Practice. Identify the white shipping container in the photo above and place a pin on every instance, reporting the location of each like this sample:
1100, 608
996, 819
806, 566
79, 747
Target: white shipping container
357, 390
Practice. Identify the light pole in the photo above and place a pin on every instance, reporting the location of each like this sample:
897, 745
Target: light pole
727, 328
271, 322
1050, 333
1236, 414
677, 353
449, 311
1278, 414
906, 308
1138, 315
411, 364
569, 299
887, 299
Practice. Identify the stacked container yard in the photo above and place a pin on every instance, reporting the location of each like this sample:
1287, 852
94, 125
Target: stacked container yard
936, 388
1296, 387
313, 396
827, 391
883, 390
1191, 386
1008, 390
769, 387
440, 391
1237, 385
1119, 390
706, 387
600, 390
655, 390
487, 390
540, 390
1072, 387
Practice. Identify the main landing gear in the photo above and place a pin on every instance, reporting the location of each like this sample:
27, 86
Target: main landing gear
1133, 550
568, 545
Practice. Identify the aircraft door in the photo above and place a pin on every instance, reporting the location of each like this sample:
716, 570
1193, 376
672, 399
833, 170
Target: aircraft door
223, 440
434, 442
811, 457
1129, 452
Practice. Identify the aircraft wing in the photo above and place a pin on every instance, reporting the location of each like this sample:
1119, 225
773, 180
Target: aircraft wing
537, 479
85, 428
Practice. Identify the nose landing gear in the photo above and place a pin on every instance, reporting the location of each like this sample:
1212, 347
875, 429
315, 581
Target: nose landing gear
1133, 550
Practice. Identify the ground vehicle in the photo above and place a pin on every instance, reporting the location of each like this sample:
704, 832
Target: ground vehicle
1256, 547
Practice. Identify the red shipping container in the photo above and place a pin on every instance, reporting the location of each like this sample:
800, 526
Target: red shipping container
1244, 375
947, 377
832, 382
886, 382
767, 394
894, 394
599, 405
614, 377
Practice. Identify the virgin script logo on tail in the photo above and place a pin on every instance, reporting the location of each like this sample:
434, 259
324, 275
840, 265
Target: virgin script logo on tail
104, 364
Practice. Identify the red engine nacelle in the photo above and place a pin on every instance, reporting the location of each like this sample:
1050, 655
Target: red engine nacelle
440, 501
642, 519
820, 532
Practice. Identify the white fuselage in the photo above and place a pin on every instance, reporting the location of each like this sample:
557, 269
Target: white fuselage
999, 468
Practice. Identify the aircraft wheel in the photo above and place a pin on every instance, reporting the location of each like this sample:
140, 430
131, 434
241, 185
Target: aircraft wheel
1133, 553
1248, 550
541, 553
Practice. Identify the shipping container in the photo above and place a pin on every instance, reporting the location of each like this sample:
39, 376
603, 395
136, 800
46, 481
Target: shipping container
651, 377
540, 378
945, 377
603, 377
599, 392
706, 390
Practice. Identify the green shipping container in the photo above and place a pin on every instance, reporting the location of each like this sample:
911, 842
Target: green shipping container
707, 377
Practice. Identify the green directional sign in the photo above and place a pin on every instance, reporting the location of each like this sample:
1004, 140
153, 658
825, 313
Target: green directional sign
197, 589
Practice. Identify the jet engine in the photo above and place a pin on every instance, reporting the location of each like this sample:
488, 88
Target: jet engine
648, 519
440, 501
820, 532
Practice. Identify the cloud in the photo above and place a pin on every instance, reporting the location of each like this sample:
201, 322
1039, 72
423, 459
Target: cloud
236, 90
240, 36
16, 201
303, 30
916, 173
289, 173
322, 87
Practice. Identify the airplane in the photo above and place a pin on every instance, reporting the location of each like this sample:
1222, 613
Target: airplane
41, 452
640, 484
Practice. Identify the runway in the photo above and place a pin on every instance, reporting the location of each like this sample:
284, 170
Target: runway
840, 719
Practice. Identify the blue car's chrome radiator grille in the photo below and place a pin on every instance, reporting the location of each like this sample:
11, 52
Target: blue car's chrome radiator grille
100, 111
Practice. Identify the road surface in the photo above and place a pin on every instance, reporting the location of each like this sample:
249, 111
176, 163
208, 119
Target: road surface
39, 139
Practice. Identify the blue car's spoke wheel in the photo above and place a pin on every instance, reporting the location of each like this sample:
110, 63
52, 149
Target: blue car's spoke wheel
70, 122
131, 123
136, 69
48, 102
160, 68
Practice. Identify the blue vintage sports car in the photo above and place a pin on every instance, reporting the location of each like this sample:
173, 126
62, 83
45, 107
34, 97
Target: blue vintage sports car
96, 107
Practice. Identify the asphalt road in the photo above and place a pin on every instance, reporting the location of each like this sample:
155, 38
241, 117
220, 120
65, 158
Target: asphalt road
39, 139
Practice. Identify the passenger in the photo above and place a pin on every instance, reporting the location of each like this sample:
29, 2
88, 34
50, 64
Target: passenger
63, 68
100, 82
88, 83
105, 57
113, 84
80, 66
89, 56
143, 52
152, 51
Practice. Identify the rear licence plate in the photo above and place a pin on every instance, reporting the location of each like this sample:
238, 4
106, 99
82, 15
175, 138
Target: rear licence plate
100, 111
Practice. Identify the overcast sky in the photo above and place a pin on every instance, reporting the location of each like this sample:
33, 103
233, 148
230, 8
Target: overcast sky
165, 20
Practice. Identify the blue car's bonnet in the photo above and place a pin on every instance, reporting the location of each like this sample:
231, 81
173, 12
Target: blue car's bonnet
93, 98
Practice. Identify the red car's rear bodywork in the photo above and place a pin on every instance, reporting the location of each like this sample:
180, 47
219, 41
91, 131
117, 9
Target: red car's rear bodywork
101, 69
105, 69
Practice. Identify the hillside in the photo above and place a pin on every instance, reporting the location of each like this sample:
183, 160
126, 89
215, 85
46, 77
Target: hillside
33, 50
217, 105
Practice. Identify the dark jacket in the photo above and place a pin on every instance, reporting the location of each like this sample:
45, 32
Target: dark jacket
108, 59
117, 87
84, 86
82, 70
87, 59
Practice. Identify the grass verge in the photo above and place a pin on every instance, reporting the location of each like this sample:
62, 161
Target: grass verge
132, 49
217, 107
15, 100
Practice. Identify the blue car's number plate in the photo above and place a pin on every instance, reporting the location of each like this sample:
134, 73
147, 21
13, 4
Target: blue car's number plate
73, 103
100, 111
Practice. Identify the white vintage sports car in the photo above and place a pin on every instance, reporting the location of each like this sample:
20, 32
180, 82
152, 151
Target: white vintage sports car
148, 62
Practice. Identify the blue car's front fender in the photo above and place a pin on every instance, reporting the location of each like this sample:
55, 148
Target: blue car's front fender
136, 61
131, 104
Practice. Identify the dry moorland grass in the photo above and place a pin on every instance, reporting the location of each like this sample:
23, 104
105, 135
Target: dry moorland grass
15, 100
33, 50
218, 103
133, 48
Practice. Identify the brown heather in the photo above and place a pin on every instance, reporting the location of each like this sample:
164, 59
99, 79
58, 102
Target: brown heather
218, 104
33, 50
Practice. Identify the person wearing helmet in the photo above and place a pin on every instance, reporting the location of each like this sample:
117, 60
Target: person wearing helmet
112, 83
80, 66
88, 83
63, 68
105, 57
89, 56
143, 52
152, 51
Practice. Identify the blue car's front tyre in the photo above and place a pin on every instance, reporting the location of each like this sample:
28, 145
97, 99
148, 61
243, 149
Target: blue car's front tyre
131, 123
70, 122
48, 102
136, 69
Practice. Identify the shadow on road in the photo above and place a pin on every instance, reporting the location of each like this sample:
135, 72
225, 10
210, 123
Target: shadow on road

-=-=-

> _Exercise description_
Search the data for the string "shadow". List each line that has it.

> _Result of this task_
Practice. Identify the shadow on road in the photo above and place a pin on every instance, reporting the location of each like this sample:
Target: shadow on road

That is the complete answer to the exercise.